Goal a:
According to the power of attorney, the Registration Statement the corporation contemplates filing is on which form?

Page:

Exhibit 24.5

                               POWER OF ATTORNEY

     KNOW ALL MEN BY THESE PRESENTS:

     WHEREAS, Chevron Texaco Corporation, a Delaware corporation (the
"Corporation"), contemplates filing with the Securities and Exchange Commission
at Washington, D.C., under the provisions of the Securities Act of 1933, as
amended, and the regulations promulgated thereunder, a Registration Statement
on Form S-8 (and amendments thereto, including post-effective amendments).

     WHEREAS, the undersigned is an officer or director, or both, of the
Corporation.

     NOW, THEREFORE, the undersigned hereby constitutes and appoints LYDIA I.

Goal b:
In the entries, rewrite the lines from the one containing "For every instance of the man" through the end of the entries, switching "dark suit" to "gray suit" and changing nothing else. Leave the picture out of your answer.

Material provided:
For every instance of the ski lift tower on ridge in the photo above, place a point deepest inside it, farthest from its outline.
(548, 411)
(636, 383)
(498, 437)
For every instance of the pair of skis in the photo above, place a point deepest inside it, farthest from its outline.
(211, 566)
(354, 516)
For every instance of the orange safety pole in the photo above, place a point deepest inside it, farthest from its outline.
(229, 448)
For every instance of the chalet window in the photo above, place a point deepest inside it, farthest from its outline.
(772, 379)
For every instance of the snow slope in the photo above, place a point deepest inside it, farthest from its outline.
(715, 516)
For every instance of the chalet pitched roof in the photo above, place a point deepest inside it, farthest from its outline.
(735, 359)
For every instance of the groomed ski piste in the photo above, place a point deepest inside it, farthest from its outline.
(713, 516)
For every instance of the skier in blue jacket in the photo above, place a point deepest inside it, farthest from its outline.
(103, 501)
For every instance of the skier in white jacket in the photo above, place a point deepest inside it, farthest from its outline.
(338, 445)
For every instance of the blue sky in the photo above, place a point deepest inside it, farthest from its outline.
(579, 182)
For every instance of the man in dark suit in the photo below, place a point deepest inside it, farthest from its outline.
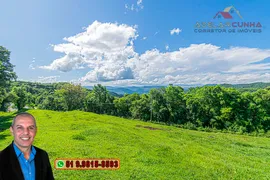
(21, 160)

Task response a:
Form S-8

Task response b:
For every instance of the man in gray suit in the photo below, place a point deepest inside it, farthest from its outline.
(21, 160)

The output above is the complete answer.